- **PROBLEM REQUIREMENTS**
Present the lines of the records as a numbered list, starting at the first line and ending with the line that contains "(1041, 210)". Leave out any blank lines.

- **MATERIAL PROVIDED**
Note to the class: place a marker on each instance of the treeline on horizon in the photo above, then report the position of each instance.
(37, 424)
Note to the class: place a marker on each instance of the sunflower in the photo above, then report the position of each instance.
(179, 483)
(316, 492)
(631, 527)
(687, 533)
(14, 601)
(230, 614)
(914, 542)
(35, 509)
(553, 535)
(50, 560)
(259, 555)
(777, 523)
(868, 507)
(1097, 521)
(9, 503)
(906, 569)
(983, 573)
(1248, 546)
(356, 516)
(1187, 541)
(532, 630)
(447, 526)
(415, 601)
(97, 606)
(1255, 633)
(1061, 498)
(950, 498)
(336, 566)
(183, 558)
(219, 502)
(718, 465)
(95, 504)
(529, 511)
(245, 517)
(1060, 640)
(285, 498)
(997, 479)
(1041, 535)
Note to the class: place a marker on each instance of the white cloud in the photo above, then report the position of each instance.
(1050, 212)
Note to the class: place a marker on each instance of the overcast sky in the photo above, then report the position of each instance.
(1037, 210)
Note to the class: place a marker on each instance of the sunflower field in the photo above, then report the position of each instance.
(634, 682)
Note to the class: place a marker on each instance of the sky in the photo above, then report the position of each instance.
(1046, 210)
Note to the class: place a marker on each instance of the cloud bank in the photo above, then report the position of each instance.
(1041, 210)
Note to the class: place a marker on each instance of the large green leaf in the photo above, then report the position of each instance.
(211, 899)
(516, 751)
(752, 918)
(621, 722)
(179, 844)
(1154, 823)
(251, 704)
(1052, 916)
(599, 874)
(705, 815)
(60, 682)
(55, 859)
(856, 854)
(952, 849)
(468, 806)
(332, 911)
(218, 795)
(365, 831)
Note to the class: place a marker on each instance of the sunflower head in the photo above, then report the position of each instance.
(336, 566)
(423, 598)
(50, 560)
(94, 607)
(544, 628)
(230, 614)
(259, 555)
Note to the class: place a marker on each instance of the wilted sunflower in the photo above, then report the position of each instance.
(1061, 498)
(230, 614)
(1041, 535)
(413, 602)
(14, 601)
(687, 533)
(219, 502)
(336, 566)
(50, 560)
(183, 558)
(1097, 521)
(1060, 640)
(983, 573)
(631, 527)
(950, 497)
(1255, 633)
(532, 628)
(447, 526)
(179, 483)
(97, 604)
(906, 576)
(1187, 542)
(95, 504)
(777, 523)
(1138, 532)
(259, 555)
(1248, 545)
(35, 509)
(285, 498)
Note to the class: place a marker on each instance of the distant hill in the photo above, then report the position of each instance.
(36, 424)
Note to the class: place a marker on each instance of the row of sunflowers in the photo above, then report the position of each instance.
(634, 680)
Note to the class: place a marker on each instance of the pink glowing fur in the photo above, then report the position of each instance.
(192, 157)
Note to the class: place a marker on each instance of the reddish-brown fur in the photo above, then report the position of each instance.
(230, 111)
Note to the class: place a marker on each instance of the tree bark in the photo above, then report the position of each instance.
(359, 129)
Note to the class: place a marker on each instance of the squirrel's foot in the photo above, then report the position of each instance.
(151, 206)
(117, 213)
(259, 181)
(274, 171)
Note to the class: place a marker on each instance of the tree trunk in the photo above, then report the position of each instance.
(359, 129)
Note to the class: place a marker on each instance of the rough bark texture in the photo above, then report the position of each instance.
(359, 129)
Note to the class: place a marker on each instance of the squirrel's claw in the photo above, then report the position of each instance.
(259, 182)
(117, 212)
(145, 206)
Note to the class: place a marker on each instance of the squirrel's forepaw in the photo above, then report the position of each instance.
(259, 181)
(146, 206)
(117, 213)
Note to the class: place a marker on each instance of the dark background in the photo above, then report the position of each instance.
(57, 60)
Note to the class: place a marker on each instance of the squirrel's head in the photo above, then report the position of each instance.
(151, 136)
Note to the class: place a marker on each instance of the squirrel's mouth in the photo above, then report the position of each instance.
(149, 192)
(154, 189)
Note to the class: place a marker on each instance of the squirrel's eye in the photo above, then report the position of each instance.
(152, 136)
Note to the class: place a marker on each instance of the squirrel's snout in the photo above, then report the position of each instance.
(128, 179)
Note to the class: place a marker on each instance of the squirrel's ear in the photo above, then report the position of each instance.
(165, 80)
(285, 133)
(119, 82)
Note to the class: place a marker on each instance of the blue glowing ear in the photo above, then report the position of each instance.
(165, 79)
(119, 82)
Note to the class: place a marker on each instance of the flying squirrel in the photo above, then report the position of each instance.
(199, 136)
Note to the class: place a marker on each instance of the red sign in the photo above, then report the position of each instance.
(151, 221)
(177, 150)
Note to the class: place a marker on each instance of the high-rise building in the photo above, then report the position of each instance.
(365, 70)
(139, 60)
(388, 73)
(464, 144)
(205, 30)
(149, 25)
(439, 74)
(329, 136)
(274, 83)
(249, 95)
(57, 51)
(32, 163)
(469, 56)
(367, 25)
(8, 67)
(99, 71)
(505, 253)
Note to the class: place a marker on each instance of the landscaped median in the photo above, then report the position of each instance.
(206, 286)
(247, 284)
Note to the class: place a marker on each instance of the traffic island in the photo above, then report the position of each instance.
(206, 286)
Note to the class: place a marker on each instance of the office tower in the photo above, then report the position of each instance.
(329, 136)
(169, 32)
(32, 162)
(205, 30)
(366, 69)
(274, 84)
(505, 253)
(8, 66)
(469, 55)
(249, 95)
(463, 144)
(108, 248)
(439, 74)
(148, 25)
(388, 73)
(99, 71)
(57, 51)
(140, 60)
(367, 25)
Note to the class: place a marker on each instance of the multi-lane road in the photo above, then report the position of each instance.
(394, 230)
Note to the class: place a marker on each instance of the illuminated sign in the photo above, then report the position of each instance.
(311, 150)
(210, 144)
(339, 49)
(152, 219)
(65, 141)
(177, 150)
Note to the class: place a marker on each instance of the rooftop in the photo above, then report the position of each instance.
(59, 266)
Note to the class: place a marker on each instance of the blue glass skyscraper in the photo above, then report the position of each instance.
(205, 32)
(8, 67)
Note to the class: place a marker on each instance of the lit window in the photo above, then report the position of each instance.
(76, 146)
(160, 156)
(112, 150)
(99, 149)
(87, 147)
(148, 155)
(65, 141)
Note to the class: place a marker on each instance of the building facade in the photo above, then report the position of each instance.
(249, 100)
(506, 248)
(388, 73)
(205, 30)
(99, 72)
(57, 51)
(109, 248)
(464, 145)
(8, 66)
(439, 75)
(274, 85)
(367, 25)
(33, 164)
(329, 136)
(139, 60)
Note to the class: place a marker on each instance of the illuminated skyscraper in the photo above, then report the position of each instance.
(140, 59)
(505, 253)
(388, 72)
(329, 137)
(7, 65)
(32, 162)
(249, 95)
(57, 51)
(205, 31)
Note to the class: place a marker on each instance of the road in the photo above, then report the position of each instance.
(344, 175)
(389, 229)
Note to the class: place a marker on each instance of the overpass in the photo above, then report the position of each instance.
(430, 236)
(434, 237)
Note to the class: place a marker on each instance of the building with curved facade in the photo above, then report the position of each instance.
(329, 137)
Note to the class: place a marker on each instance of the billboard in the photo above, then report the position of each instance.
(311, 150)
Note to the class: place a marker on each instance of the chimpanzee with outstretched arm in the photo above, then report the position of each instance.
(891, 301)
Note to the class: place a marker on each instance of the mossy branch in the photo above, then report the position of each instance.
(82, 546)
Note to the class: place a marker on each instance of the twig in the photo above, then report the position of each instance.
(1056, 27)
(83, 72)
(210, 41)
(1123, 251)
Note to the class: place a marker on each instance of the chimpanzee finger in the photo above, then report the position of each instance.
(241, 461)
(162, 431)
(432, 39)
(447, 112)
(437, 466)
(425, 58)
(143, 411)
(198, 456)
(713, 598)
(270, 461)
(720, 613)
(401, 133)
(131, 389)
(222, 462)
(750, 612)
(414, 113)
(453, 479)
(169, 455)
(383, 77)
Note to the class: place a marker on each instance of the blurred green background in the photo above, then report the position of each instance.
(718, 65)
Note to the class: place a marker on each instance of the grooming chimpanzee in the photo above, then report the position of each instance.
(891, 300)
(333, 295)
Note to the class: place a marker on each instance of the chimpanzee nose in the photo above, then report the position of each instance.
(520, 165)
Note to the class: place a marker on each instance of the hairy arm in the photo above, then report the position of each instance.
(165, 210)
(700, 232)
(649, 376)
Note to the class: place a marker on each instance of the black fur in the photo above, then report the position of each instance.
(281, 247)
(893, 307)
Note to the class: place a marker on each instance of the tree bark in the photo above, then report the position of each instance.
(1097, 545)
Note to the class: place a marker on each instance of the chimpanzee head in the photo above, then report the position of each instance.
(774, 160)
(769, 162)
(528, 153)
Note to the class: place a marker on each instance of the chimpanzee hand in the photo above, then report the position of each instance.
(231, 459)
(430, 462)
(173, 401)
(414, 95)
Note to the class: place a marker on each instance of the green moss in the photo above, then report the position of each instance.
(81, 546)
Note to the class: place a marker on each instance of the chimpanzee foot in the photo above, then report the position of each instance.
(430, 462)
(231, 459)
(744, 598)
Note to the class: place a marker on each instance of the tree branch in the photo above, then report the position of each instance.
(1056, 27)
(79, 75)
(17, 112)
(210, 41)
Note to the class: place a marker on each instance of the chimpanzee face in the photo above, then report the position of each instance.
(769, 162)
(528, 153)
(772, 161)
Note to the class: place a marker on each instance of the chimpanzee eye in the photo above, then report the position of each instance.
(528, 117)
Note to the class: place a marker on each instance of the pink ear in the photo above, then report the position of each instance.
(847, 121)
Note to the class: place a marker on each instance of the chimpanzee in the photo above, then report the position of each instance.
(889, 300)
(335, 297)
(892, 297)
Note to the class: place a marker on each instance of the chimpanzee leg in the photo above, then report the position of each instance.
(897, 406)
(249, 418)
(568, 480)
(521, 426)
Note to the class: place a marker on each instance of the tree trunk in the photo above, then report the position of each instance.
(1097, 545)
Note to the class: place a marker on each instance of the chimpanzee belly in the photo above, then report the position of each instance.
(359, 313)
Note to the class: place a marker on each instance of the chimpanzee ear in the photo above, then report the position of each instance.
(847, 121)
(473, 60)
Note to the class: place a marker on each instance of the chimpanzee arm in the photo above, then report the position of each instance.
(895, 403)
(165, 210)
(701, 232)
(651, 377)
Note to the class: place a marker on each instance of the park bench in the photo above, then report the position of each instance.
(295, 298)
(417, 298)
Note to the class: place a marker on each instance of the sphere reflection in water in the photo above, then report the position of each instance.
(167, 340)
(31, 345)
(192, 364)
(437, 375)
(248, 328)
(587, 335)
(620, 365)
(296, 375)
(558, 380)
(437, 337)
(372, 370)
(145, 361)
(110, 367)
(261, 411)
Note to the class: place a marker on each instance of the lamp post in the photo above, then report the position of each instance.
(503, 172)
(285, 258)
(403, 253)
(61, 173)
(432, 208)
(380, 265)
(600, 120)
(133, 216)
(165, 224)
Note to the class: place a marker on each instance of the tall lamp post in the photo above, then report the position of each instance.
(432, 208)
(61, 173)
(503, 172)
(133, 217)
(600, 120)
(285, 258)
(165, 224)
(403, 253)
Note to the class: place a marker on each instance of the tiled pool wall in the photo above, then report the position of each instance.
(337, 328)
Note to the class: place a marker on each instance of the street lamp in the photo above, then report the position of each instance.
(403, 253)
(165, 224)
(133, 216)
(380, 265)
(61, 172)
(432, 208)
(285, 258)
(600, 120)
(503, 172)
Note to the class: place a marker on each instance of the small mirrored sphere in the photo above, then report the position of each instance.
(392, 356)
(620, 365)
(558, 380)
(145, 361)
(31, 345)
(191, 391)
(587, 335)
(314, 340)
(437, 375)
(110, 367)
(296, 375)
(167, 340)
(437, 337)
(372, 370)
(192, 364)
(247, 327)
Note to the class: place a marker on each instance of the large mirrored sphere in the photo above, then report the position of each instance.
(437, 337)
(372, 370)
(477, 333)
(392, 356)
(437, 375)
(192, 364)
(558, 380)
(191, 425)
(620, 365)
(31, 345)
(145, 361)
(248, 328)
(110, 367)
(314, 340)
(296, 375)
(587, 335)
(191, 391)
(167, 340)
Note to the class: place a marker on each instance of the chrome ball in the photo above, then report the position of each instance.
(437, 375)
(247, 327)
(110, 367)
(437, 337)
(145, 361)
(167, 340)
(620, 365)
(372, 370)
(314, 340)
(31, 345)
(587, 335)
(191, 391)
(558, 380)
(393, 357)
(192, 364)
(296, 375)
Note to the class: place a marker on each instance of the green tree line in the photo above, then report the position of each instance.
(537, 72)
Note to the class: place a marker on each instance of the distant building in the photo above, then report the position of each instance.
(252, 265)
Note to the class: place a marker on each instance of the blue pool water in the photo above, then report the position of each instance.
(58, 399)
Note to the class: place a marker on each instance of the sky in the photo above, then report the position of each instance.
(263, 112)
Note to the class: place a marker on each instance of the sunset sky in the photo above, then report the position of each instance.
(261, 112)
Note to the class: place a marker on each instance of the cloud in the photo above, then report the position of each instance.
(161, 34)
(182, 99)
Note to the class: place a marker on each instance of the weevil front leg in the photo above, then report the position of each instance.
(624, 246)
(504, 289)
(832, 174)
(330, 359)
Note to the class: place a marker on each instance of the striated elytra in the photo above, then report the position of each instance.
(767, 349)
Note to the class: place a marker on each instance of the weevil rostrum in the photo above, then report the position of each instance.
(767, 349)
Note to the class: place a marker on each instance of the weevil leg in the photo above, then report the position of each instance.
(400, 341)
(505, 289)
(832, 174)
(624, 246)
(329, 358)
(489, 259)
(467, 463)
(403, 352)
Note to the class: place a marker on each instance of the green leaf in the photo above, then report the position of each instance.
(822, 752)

- **EXERCISE RESULT**
1. Note to the class: place a marker on each instance of the treeline on horizon in the photo above, then report the position of each instance.
2. (37, 424)
3. Note to the class: place a marker on each instance of the sunflower in the photo above, then report the position of each instance.
4. (179, 483)
5. (316, 492)
6. (631, 527)
7. (687, 533)
8. (14, 601)
9. (230, 614)
10. (914, 542)
11. (35, 509)
12. (553, 535)
13. (50, 560)
14. (259, 555)
15. (777, 523)
16. (868, 507)
17. (1097, 521)
18. (9, 503)
19. (906, 569)
20. (983, 573)
21. (1248, 546)
22. (356, 516)
23. (1187, 541)
24. (532, 630)
25. (447, 526)
26. (415, 601)
27. (97, 606)
28. (1255, 633)
29. (1061, 498)
30. (950, 498)
31. (336, 566)
32. (183, 558)
33. (219, 502)
34. (718, 465)
35. (95, 504)
36. (529, 511)
37. (245, 517)
38. (1060, 640)
39. (285, 498)
40. (997, 479)
41. (1041, 535)
42. Note to the class: place a marker on each instance of the white cloud in the photo above, then report the position of each instance.
43. (1050, 212)
44. Note to the class: place a marker on each instance of the overcast sky in the photo above, then report the position of each instance.
45. (1037, 210)
46. Note to the class: place a marker on each instance of the sunflower field in the photo above, then report the position of each instance.
47. (634, 682)
48. Note to the class: place a marker on each instance of the sky in the photo above, then report the position of each instance.
49. (1046, 210)
50. Note to the class: place a marker on each instance of the cloud bank in the photo above, then report the position of each instance.
51. (1041, 210)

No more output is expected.